Exercise goal =>
Repeat, exactly and alone, every line from the line that contains "Task: indicate one point per instance of the man's hand" to the end of the entries.

--- begin Given records ---

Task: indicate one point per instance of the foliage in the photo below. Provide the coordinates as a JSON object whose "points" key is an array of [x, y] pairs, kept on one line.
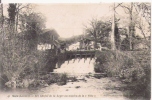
{"points": [[133, 67], [99, 30], [12, 12]]}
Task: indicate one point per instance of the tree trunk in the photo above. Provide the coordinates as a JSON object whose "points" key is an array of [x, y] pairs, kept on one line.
{"points": [[113, 31], [131, 29]]}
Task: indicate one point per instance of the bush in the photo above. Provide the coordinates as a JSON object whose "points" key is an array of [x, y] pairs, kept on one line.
{"points": [[131, 66]]}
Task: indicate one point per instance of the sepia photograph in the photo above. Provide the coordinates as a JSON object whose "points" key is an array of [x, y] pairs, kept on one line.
{"points": [[75, 50]]}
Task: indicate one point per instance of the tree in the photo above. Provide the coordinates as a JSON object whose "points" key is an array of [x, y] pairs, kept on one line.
{"points": [[99, 30], [129, 10], [12, 14], [32, 24]]}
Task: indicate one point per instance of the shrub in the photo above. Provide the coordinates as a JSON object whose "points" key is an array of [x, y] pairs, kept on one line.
{"points": [[131, 66]]}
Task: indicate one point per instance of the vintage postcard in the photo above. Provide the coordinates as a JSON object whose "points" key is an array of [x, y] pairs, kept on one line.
{"points": [[75, 50]]}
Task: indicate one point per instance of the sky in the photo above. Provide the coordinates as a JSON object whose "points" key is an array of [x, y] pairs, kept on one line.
{"points": [[70, 19]]}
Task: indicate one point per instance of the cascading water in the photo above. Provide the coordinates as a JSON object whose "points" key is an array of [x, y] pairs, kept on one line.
{"points": [[77, 66]]}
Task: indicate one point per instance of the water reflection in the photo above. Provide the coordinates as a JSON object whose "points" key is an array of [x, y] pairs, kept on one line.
{"points": [[77, 66]]}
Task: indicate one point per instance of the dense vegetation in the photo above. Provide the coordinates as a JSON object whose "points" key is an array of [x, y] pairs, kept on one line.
{"points": [[132, 67]]}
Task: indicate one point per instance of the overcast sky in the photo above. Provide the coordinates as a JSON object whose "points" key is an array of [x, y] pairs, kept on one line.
{"points": [[69, 19]]}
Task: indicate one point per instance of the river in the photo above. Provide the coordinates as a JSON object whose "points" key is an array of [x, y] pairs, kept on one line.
{"points": [[105, 88]]}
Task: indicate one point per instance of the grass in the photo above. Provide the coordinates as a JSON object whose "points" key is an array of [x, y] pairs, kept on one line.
{"points": [[133, 68]]}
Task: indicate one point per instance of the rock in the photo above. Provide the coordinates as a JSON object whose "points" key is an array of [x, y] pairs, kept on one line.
{"points": [[46, 85]]}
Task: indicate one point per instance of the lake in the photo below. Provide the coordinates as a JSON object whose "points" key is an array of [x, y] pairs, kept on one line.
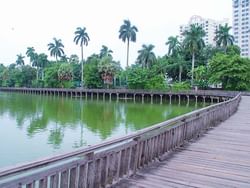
{"points": [[36, 126]]}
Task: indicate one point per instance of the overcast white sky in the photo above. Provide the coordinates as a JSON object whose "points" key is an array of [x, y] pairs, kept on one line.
{"points": [[34, 23]]}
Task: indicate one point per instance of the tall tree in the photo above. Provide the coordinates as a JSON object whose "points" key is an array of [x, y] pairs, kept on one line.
{"points": [[127, 33], [146, 56], [223, 38], [56, 48], [81, 37], [105, 52], [42, 62], [30, 53], [193, 42], [175, 52], [33, 59], [20, 59]]}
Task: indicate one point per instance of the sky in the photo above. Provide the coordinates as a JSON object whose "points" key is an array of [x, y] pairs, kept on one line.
{"points": [[34, 23]]}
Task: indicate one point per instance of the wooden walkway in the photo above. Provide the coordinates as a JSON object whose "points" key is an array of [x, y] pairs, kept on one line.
{"points": [[220, 158]]}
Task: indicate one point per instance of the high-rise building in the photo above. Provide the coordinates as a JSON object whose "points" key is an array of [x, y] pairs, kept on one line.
{"points": [[210, 27], [241, 23]]}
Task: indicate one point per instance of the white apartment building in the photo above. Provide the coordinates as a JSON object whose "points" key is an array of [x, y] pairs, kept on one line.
{"points": [[210, 27], [241, 24]]}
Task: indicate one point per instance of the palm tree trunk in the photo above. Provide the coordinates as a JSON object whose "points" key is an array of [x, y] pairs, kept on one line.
{"points": [[82, 66], [42, 74], [180, 73], [127, 52], [82, 51], [37, 73], [193, 59]]}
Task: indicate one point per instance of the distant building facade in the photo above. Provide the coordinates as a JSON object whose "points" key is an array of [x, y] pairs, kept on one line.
{"points": [[241, 26], [210, 27]]}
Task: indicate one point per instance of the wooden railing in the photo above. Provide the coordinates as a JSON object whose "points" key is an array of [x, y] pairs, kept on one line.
{"points": [[130, 91], [105, 164]]}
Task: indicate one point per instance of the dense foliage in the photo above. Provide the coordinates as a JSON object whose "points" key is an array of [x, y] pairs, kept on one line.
{"points": [[185, 65]]}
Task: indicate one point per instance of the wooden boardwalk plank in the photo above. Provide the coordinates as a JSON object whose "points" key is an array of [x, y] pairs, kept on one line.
{"points": [[221, 158]]}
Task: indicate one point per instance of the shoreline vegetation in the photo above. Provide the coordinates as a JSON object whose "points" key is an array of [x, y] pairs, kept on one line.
{"points": [[188, 64]]}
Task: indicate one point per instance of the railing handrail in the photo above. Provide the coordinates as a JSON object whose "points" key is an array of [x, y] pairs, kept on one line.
{"points": [[91, 149], [136, 91]]}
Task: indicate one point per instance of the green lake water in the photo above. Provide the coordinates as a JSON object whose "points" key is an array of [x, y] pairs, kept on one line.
{"points": [[34, 127]]}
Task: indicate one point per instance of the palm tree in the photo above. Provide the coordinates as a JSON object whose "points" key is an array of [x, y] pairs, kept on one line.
{"points": [[105, 52], [193, 42], [42, 61], [33, 58], [20, 59], [127, 33], [146, 56], [30, 53], [81, 36], [223, 38], [56, 48], [174, 51]]}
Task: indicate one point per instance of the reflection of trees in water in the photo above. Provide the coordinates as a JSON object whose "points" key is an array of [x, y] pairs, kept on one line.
{"points": [[102, 118], [56, 136]]}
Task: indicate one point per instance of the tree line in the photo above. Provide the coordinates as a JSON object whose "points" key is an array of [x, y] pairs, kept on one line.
{"points": [[186, 64]]}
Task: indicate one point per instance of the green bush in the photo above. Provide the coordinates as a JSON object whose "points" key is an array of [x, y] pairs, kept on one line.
{"points": [[181, 86]]}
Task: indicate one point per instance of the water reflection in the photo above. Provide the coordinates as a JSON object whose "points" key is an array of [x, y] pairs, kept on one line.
{"points": [[46, 125]]}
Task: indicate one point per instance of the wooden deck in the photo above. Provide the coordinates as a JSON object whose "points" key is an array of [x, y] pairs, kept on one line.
{"points": [[220, 158]]}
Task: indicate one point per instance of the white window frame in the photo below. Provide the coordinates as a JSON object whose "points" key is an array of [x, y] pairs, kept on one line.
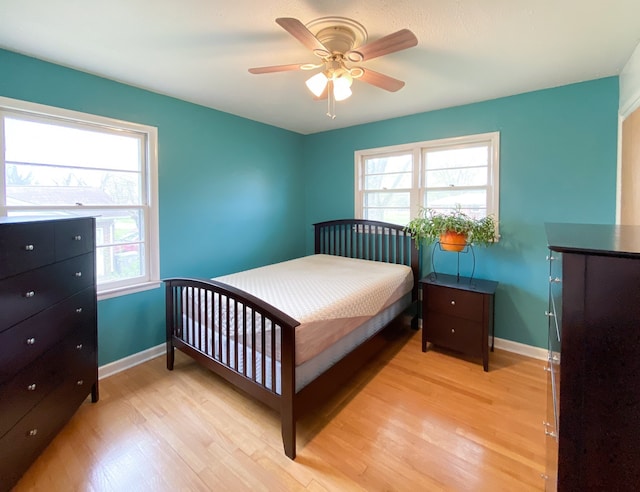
{"points": [[37, 112], [417, 150]]}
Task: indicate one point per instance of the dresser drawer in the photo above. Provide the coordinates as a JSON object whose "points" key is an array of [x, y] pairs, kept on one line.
{"points": [[454, 333], [455, 302], [21, 445], [25, 246], [29, 293], [26, 341], [74, 237], [35, 381], [81, 356]]}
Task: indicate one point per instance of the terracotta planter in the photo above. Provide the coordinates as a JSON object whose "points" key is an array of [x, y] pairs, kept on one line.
{"points": [[453, 241]]}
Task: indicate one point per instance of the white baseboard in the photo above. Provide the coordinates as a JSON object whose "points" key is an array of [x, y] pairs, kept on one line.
{"points": [[521, 348], [130, 361]]}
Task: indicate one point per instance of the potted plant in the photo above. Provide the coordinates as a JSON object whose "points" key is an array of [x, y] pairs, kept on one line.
{"points": [[454, 229]]}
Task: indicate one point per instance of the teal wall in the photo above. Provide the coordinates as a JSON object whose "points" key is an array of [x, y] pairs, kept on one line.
{"points": [[223, 179], [558, 158], [229, 188]]}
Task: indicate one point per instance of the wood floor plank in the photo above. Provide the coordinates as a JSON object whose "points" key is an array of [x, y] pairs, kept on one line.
{"points": [[408, 421]]}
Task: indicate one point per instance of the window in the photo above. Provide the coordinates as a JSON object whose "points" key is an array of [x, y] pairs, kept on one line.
{"points": [[63, 163], [392, 183]]}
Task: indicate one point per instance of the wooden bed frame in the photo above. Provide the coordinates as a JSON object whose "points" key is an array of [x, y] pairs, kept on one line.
{"points": [[370, 240]]}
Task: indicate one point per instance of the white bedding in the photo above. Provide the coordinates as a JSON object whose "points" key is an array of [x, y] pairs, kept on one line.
{"points": [[334, 298]]}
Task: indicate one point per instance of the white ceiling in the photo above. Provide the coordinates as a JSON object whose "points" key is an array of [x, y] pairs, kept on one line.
{"points": [[200, 50]]}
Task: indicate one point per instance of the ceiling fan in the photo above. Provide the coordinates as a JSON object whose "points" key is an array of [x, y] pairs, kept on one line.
{"points": [[340, 43]]}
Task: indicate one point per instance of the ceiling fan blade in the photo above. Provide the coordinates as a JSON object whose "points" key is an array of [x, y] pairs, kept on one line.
{"points": [[381, 80], [277, 68], [325, 93], [299, 31], [397, 41]]}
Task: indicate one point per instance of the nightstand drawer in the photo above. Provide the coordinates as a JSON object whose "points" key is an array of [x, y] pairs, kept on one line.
{"points": [[457, 334], [455, 302]]}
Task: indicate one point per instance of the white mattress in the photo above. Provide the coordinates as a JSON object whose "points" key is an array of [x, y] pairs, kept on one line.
{"points": [[328, 295], [339, 302]]}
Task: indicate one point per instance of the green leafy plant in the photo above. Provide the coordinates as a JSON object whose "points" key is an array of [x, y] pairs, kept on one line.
{"points": [[430, 224]]}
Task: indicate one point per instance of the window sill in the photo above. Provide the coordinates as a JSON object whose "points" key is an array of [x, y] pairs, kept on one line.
{"points": [[130, 289]]}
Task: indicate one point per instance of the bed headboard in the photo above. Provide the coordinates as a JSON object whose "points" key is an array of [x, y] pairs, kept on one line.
{"points": [[368, 240]]}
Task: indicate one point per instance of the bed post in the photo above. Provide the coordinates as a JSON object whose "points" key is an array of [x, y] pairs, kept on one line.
{"points": [[287, 398], [170, 319]]}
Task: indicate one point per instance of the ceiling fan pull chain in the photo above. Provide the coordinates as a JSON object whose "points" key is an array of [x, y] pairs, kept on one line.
{"points": [[331, 101]]}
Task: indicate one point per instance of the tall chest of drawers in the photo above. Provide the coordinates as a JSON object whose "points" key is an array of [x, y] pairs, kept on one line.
{"points": [[593, 428], [48, 334]]}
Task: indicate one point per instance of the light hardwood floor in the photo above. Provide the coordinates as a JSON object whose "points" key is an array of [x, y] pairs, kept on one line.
{"points": [[408, 421]]}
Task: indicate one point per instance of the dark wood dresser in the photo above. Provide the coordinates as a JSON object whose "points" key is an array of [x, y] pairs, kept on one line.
{"points": [[48, 339], [457, 314], [593, 433]]}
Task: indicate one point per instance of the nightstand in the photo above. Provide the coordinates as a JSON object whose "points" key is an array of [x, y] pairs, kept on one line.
{"points": [[457, 314]]}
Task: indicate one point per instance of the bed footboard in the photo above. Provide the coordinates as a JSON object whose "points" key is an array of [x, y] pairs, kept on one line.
{"points": [[238, 336]]}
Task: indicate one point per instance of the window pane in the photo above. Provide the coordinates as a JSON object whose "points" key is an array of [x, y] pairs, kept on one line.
{"points": [[55, 144], [388, 181], [457, 157], [393, 215], [118, 263], [120, 250], [474, 176], [449, 199], [387, 199], [68, 186], [389, 164]]}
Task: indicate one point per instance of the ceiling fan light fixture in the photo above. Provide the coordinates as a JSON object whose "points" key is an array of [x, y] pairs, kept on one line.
{"points": [[341, 87], [317, 83]]}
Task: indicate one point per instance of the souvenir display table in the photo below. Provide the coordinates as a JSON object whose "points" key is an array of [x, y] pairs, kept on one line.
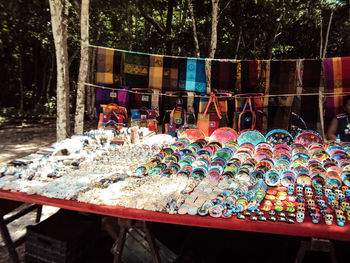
{"points": [[306, 229], [247, 182]]}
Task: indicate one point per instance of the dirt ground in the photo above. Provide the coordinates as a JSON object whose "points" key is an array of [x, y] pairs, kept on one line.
{"points": [[19, 138]]}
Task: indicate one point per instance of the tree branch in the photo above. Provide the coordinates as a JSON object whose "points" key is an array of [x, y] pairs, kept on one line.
{"points": [[223, 9]]}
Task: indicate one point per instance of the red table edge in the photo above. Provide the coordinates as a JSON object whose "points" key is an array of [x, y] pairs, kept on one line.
{"points": [[306, 229]]}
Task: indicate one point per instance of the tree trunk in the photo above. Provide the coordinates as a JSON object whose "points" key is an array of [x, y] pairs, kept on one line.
{"points": [[21, 86], [214, 26], [83, 68], [169, 21], [195, 37], [129, 24], [272, 40], [59, 14], [327, 35], [238, 43], [321, 37]]}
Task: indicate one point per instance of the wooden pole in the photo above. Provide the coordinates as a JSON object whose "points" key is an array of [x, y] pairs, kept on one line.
{"points": [[320, 107]]}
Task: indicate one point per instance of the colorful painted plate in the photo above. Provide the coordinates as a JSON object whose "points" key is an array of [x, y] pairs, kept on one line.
{"points": [[308, 137], [224, 135], [250, 136], [279, 136]]}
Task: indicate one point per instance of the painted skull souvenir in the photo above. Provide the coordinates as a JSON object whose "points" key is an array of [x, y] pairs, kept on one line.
{"points": [[327, 191], [311, 210], [339, 212], [300, 217], [347, 193], [328, 219], [310, 203], [308, 195], [341, 198], [341, 220], [334, 204], [290, 189], [344, 205], [308, 190], [337, 192], [316, 218], [300, 208], [299, 190]]}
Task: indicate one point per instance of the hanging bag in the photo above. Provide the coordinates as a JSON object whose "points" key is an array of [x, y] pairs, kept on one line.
{"points": [[112, 112], [255, 105], [247, 118], [208, 122], [175, 121]]}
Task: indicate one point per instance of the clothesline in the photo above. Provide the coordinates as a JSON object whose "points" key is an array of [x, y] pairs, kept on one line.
{"points": [[325, 95], [170, 56]]}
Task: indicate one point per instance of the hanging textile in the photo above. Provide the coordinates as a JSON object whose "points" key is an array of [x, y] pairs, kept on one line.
{"points": [[192, 75], [309, 72], [336, 80], [253, 76], [170, 74], [136, 69], [109, 66], [223, 75], [208, 63], [282, 81], [155, 72]]}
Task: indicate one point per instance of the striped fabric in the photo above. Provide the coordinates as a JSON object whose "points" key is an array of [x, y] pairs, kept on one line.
{"points": [[109, 66], [336, 80], [155, 79]]}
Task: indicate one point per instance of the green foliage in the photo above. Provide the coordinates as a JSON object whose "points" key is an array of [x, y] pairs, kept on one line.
{"points": [[277, 28]]}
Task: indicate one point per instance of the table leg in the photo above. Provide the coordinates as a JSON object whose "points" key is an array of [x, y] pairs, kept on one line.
{"points": [[317, 245], [8, 241], [151, 241], [119, 245]]}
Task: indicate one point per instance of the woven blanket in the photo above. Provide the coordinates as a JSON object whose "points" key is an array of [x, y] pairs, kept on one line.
{"points": [[109, 66], [136, 69], [223, 75], [192, 75], [282, 81], [336, 80], [155, 80], [170, 74]]}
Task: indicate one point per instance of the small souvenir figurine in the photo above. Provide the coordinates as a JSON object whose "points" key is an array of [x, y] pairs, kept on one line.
{"points": [[327, 191], [328, 219], [300, 217], [290, 189], [316, 218], [340, 220]]}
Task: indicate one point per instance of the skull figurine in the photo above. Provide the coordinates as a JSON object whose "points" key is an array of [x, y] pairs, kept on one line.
{"points": [[344, 188], [300, 208], [308, 195], [339, 212], [347, 193], [337, 192], [290, 189], [328, 219], [335, 204], [316, 218], [310, 203], [299, 189], [344, 205], [300, 217], [341, 197], [308, 190], [312, 210], [340, 220], [327, 191]]}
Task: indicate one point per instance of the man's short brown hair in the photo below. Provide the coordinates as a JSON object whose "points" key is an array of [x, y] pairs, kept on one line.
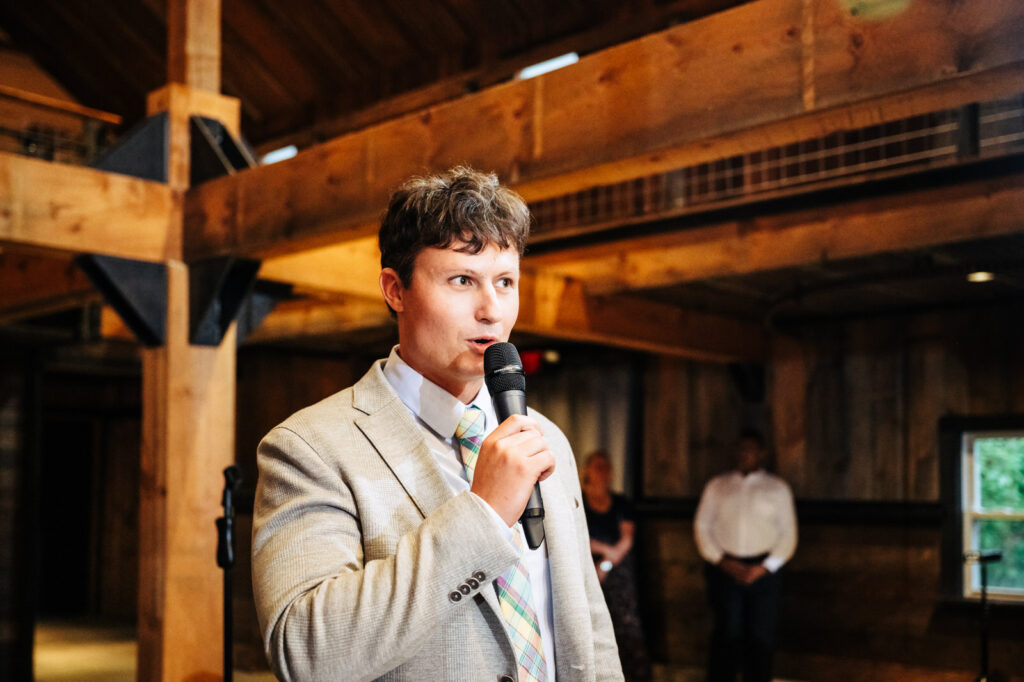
{"points": [[459, 206]]}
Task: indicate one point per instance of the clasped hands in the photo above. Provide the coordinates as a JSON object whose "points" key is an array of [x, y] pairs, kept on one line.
{"points": [[743, 573]]}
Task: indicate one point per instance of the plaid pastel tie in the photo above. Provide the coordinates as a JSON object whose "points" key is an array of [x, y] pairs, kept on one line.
{"points": [[513, 585]]}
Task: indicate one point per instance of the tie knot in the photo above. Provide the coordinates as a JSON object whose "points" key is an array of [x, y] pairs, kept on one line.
{"points": [[471, 425]]}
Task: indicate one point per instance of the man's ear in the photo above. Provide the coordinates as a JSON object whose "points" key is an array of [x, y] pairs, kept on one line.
{"points": [[392, 289]]}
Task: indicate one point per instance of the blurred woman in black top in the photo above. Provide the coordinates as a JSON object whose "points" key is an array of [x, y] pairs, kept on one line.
{"points": [[609, 517]]}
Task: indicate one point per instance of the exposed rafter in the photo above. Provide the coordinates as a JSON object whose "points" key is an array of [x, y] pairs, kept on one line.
{"points": [[774, 71], [80, 210]]}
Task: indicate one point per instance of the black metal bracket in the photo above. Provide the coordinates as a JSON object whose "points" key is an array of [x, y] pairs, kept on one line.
{"points": [[258, 304], [143, 152], [135, 289], [214, 152], [217, 288]]}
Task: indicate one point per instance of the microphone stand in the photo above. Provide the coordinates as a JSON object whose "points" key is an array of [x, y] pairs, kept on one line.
{"points": [[984, 557], [225, 557]]}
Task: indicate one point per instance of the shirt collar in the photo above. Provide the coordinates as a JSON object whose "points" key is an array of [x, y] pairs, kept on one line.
{"points": [[431, 403]]}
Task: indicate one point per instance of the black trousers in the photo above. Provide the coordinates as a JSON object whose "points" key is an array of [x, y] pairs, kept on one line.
{"points": [[743, 637]]}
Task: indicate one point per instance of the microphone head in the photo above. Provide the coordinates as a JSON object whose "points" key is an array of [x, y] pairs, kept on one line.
{"points": [[503, 369]]}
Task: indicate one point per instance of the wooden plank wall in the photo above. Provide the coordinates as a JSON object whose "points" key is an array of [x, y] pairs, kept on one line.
{"points": [[854, 409], [15, 595], [108, 409]]}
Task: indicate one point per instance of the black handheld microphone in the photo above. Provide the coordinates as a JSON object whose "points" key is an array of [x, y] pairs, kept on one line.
{"points": [[507, 384]]}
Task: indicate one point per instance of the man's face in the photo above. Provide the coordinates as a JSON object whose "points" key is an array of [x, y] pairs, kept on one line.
{"points": [[456, 306]]}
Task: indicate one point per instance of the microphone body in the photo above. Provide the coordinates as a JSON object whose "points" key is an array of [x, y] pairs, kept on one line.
{"points": [[507, 385]]}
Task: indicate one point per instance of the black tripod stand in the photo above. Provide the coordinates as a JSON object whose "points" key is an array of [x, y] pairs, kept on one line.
{"points": [[225, 556], [984, 557]]}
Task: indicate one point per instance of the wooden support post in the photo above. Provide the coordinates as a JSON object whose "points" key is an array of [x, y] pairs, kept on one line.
{"points": [[188, 439], [188, 402], [194, 43]]}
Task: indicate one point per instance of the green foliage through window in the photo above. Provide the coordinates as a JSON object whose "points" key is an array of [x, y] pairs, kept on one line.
{"points": [[998, 466]]}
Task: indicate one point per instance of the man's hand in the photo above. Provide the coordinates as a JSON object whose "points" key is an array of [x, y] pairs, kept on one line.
{"points": [[741, 572], [512, 459], [756, 572], [735, 569]]}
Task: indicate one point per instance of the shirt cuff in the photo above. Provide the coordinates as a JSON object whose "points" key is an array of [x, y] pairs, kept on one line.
{"points": [[498, 520]]}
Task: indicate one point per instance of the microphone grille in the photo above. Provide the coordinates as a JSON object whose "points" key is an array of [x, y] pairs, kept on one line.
{"points": [[498, 356]]}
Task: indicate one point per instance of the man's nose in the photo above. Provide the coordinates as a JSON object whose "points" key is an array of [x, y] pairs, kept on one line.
{"points": [[488, 308]]}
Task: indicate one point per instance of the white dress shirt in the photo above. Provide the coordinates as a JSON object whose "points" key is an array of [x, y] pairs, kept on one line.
{"points": [[747, 515], [438, 413]]}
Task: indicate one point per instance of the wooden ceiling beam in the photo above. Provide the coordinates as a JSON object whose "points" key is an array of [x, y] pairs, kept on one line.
{"points": [[908, 220], [81, 210], [561, 308], [550, 305], [637, 109], [33, 286], [493, 71], [308, 317]]}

--- end Given records ---

Result of this exercise =>
Task: indicate one point per instance of the man's hand in the photo above. Provide the coordinates as a JSON object whose "points" key is an array of [x, y] pairs, kept on one line.
{"points": [[741, 572], [512, 459], [756, 572], [735, 569]]}
Task: indicate one point per instance of the shirt cuff in the photo above. Provide the coordinates as a JSON object whose "points" key is an array of [x, y] pairs, kept on one line.
{"points": [[498, 520]]}
Task: indicate one point per instance of the microphone grille in the photo above. Provide the coordinates as a JSON object whose "points" key is an array of [x, y] pairs, kept on one line.
{"points": [[498, 356]]}
Task: indicate one point per instance of the man's nose in the photo above. Provide the coordinates as a JSON object whose "points" key is an array of [x, y] pairs, kept on one line.
{"points": [[488, 308]]}
Task: indicate one point per instance of the white dress shirt in the photo above. Provide the coordinates as a JSON object whose "points" key is an array of [x, y] pairs, kept on one line.
{"points": [[747, 515], [438, 413]]}
Task: indicate one point per instance of the wooden ceiling beam in the photo above. Provide the coordinates as a JSON object whose "points" key is an array of [x, y] pairs, kept on one line.
{"points": [[908, 220], [81, 210], [561, 308], [550, 305], [637, 109], [33, 286], [493, 71], [308, 317]]}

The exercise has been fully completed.